(Records from a collection)
════════════════════

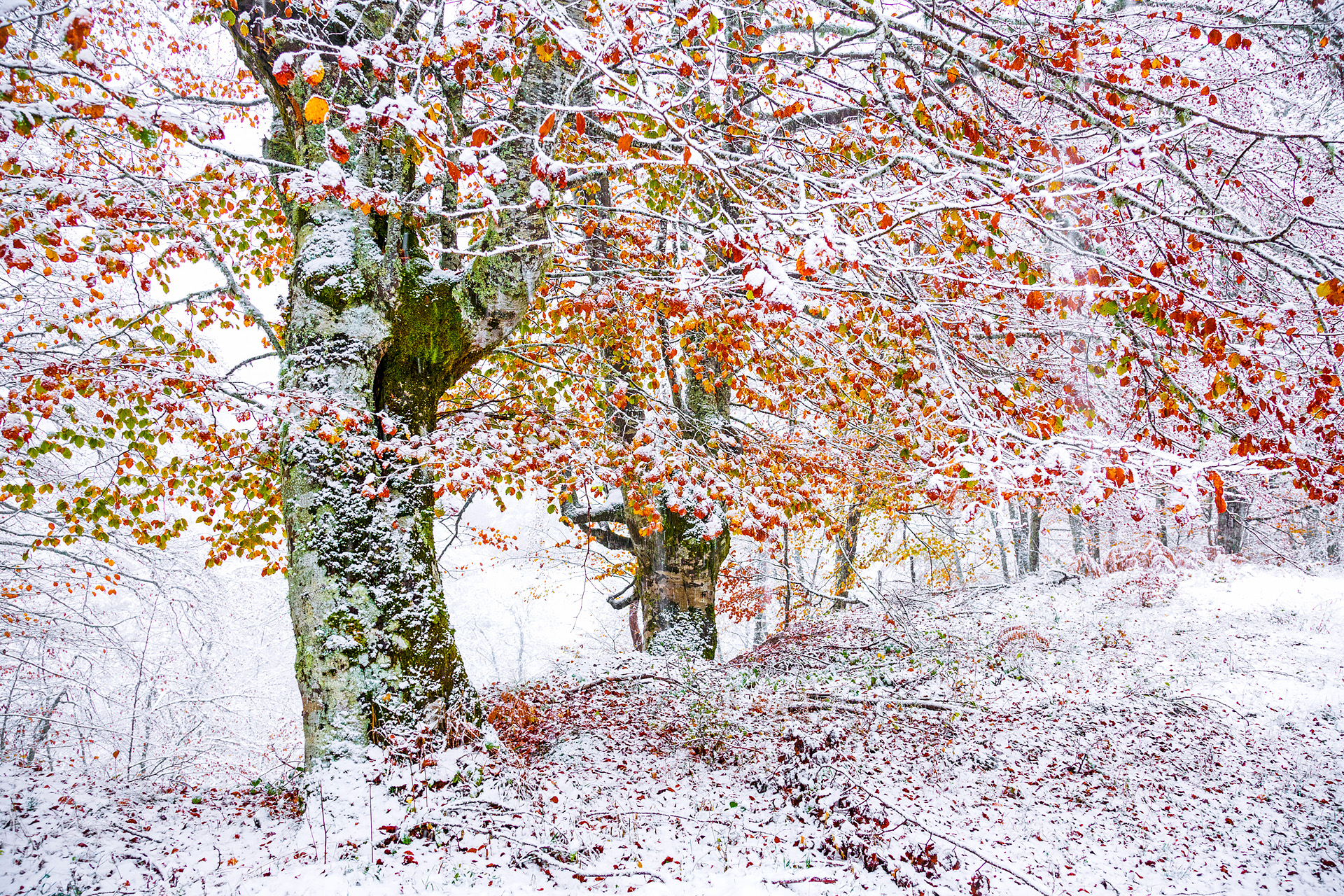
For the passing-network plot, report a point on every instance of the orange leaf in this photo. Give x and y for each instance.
(315, 111)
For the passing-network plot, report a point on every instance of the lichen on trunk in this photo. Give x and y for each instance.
(375, 333)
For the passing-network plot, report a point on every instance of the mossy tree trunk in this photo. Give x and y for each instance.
(374, 327)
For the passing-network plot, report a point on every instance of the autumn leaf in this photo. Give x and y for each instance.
(315, 111)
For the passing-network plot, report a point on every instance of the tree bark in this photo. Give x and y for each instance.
(377, 330)
(1075, 530)
(676, 571)
(1034, 546)
(999, 538)
(1231, 523)
(847, 550)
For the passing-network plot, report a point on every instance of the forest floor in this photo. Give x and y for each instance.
(1138, 734)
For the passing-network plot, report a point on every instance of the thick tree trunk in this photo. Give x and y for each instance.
(676, 571)
(1231, 523)
(377, 331)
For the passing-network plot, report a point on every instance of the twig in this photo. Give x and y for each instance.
(620, 679)
(917, 704)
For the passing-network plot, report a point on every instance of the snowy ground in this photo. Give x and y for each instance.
(1142, 732)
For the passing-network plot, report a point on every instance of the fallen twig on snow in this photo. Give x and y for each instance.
(622, 679)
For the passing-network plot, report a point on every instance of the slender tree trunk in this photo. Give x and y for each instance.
(1034, 547)
(1003, 551)
(847, 548)
(1018, 524)
(1075, 530)
(377, 330)
(1231, 523)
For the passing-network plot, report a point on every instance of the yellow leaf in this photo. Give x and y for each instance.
(316, 111)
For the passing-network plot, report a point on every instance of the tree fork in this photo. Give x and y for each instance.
(375, 327)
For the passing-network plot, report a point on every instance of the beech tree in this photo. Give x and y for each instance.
(776, 254)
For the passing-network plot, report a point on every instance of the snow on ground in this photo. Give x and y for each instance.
(1142, 732)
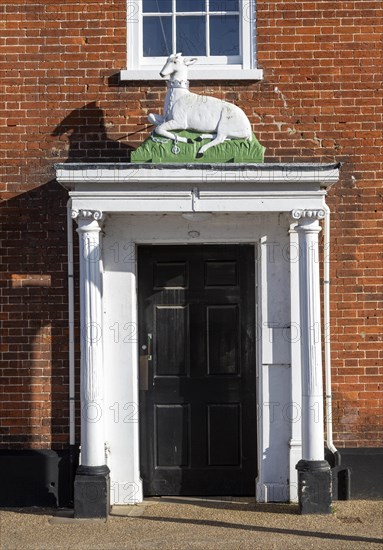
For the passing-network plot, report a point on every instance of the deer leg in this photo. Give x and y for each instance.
(163, 130)
(206, 136)
(155, 119)
(219, 139)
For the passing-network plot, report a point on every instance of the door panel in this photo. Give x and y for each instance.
(197, 398)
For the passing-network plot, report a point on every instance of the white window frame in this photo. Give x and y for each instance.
(212, 68)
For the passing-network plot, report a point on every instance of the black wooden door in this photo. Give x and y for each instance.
(197, 369)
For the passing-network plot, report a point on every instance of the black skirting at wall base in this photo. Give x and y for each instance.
(314, 487)
(37, 477)
(366, 472)
(92, 492)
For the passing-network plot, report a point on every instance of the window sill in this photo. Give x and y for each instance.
(225, 73)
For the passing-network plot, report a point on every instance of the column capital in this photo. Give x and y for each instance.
(83, 214)
(303, 214)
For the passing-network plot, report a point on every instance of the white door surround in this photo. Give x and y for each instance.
(275, 207)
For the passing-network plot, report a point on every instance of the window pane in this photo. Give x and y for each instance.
(224, 5)
(157, 36)
(191, 35)
(224, 35)
(155, 6)
(190, 5)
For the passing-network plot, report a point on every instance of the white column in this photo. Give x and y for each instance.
(310, 326)
(92, 375)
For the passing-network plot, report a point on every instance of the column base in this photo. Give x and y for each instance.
(314, 487)
(92, 492)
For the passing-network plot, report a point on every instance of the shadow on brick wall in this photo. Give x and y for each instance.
(88, 139)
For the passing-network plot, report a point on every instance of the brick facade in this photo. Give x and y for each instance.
(320, 100)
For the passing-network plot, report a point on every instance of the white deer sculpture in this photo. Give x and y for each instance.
(184, 110)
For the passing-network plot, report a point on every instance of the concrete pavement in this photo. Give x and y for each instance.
(196, 523)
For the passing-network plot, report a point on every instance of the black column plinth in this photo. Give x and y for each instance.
(92, 492)
(314, 487)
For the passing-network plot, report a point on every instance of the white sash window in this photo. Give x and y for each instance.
(221, 33)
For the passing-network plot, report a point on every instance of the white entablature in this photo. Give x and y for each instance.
(197, 187)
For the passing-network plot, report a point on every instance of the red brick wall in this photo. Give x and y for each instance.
(320, 101)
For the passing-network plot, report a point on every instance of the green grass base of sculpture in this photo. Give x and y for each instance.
(160, 150)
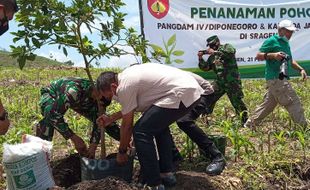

════════════════════

#### [Given instruction]
Can you write out the whole listing above word for word, omitting the pictures?

#### [Solved problem]
For the passing-network plot, report a point on every instance of the orange leaf in this photo. Give x and y for each instance.
(315, 111)
For the passing-network plot, report a point on every instance of the lichen on trunk in this photo. Give x and y for each instance.
(375, 333)
For the passing-network plot, report a point on every instance of the mossy tree trunk in this photo. Give x and y for each instance.
(374, 327)
For the passing-network plot, report a point on every instance of the autumn leaf in this photo. Give x and y for each instance.
(315, 111)
For the passing-network plot, report a point on every instance of the tree bark in this photo. Give x and y for each instance.
(377, 330)
(1075, 530)
(676, 571)
(1034, 546)
(999, 538)
(1231, 523)
(847, 550)
For the passing-network plot, report a point on every instance of the forest floor in this photo. Give x and y for each instance.
(1138, 734)
For the passing-network plot, report a point on every instance of the thick tree trunk in this photo. Give x and y for each instance.
(676, 571)
(1231, 523)
(377, 331)
For the passing-network plot, report a point on every instance of the twig in this photo. Give x and y for each instance.
(620, 679)
(917, 704)
For the passing-network plot, report a point on every instance of the snowy ground in this photo. Give x and y for each instance.
(1142, 732)
For the passing-network plot, report a point on every instance of the fallen twig on snow in this photo. Give x and y for each instance.
(622, 679)
For the passing-network plot, report a point on every instance of the slender tree trunk in this photo. Give x and y for each instance.
(1034, 547)
(1003, 551)
(847, 548)
(1018, 524)
(1075, 530)
(377, 330)
(1231, 523)
For the passing-network plot, report a point on every instance of the yellow leaf in this photo. Give x and y for each instance.
(316, 111)
For the passing-network plot, report a point on every instance of the tree fork in this photo. Give x and y for each instance.
(375, 327)
For the passing-network plot, report a point on every instance of the beech tree in this photo. Give x and y for each instance.
(776, 254)
For the passing-network plot, report a point on every instance of the snow on ground in this photo. Give x and y for each instance.
(1142, 732)
For the passing-network plot, report a point on every instance of the deer leg in this photo. Give x and y for each instance.
(163, 130)
(206, 136)
(155, 119)
(219, 139)
For the passing-network plot, report a point on every instance of the door panel in this photo. Give x and y for each instance.
(197, 398)
For the passing-network plot, report a point on every instance of the white window frame in this photo. Give x and y for each instance.
(212, 68)
For the passing-network plot, report a point on every instance of the black wooden door in this photo. Give x and y for each instance.
(197, 369)
For the passing-network plot, report a point on every instance of the black skirting at wall base in this photo. Give x and y for each instance.
(314, 487)
(37, 477)
(366, 472)
(92, 492)
For the passing-network plot, report a point on every instance of the window sill in this photo. Give x and y for each instance.
(225, 73)
For the passing-network plot, report a point on every instance of the column capital in this photo. Give x and y for each instance.
(83, 214)
(303, 214)
For the passing-network plot, report a point on every instance of the white door surround in this photo. Give x and y for each instance.
(275, 207)
For the passing-network plot, report a point on every instance of the window pane in this photo. Give x and y for each instance.
(224, 5)
(157, 36)
(191, 35)
(224, 35)
(155, 6)
(190, 5)
For the passing-network plot, report a point on every instance of the white column in this photo. Give x and y for each instance.
(310, 326)
(92, 375)
For the passing-network plot, report a point on every instance of the column base in this photo. Give x and y for each instance.
(314, 487)
(92, 492)
For the passing-network plot, report a point on every instance of the shadow on brick wall in this photo. Give x and y for each instance.
(88, 139)
For the passing-network plot, report a point on every instance of the brick facade in this photo. Give x and y for each instance.
(320, 100)
For the passing-network plot, report a point on every instance of the white deer sculpture in this photo. Give x and y for each instance.
(184, 110)
For the passing-network plot, report a point on every instance of the concrete pavement in this photo. Give x and y for each instance.
(196, 523)
For the passing-network plot, report a point on every instance of the black column plinth in this photo. Give x and y for each instance.
(92, 492)
(314, 487)
For the passing-network plot, report a point on every instance of the white sash window in this photo. Give x and y for each instance.
(221, 33)
For the passing-network plot, report a point on every instance of the white entablature in this photo. Give x and y for each instance.
(197, 187)
For the passing-network plot, report a point on every instance of the red brick wall in this photo. Give x and y for each instance.
(320, 101)
For the passing-network plot, report a point on every instance of the green grass base of sculpture in this photo. Give x and y for each instance.
(160, 150)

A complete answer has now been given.